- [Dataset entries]
"""
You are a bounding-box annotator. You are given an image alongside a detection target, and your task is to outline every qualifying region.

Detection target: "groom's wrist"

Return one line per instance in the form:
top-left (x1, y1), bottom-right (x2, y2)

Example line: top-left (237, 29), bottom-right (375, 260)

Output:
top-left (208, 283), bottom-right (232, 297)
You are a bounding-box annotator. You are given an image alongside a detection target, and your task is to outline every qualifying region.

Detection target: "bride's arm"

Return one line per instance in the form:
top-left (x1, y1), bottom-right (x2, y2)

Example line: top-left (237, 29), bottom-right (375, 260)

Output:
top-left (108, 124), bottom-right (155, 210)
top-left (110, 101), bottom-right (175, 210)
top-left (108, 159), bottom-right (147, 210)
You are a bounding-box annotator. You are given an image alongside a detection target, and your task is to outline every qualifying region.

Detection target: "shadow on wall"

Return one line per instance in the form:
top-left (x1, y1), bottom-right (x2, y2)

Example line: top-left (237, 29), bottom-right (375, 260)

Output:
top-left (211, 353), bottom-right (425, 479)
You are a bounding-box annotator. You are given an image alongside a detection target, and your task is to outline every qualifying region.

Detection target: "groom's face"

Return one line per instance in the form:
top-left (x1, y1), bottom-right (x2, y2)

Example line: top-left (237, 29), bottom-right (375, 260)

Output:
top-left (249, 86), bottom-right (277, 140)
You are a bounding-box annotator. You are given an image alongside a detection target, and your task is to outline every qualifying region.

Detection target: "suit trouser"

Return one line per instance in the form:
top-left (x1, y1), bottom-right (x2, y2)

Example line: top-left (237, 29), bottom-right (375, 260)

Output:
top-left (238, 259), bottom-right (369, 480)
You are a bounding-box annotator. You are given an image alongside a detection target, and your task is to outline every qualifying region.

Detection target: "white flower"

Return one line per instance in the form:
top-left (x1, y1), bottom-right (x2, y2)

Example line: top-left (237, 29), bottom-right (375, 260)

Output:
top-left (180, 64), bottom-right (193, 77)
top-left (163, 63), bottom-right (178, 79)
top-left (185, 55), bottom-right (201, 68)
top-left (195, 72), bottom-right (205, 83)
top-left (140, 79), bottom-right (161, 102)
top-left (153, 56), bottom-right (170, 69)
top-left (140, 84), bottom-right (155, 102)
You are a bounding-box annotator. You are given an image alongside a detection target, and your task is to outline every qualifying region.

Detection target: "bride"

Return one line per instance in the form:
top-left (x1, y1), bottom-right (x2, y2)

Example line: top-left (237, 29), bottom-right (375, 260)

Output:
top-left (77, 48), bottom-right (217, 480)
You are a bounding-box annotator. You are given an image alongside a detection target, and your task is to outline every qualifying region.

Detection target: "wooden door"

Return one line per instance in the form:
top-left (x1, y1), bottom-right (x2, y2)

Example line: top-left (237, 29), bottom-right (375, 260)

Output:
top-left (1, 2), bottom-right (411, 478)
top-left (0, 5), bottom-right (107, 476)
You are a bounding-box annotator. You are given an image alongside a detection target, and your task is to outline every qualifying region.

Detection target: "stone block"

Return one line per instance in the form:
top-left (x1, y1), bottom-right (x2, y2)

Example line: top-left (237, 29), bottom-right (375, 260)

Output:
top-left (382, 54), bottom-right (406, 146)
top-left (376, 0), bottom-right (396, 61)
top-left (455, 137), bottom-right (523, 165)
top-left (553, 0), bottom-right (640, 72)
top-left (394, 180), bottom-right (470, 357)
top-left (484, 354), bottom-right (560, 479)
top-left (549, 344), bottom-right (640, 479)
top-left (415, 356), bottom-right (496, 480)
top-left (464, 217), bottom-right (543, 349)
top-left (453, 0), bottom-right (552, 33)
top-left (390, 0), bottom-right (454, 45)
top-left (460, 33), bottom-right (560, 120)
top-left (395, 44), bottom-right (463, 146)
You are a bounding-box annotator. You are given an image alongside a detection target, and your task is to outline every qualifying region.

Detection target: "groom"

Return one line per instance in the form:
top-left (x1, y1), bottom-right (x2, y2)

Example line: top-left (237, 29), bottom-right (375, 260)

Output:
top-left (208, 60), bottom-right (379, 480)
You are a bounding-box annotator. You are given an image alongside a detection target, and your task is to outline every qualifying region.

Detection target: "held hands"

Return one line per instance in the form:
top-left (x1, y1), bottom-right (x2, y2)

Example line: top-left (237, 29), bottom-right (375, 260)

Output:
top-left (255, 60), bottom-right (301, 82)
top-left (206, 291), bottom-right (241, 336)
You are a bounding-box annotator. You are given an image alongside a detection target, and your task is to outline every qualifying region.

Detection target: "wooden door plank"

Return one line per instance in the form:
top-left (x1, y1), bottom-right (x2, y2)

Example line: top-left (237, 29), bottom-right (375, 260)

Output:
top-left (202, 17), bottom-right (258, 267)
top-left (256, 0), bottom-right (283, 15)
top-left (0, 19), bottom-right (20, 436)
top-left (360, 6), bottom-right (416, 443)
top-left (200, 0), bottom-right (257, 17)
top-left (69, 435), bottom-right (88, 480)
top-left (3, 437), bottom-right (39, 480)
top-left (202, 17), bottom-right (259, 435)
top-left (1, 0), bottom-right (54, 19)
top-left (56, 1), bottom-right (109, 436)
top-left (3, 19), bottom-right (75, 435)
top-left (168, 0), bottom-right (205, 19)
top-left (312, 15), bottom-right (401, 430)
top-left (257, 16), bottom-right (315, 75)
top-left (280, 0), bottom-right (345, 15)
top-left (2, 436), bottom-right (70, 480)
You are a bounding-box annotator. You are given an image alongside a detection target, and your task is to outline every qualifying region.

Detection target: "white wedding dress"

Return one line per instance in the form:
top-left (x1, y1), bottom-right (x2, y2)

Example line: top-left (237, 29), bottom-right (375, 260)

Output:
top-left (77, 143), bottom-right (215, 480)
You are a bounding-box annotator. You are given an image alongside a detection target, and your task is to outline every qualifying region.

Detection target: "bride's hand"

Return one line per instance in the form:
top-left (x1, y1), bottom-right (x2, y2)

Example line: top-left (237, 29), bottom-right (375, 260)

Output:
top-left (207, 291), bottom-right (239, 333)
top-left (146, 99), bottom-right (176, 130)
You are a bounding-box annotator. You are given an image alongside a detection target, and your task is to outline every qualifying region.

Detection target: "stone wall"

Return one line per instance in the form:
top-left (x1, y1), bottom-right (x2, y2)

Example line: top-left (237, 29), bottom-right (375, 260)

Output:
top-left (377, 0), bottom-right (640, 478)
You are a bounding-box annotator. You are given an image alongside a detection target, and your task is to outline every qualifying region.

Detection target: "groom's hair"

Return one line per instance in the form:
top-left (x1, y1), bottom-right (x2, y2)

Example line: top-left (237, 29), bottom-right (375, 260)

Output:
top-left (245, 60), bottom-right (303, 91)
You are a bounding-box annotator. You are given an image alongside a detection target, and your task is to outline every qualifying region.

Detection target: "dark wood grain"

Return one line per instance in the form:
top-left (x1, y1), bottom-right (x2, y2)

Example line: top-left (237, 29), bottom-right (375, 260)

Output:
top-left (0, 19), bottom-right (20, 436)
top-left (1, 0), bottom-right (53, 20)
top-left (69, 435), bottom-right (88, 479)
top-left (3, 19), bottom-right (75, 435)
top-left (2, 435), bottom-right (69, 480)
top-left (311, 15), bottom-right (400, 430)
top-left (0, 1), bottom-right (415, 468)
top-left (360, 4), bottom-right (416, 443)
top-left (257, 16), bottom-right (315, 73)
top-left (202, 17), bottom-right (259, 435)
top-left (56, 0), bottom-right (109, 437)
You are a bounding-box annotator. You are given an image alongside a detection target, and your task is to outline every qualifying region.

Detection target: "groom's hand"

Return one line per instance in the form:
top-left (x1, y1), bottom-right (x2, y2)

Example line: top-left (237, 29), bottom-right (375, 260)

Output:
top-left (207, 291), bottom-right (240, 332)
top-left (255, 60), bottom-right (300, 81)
"""
Provide only the number of lines in the entries that hold the word "groom".

- [Result for this task] 5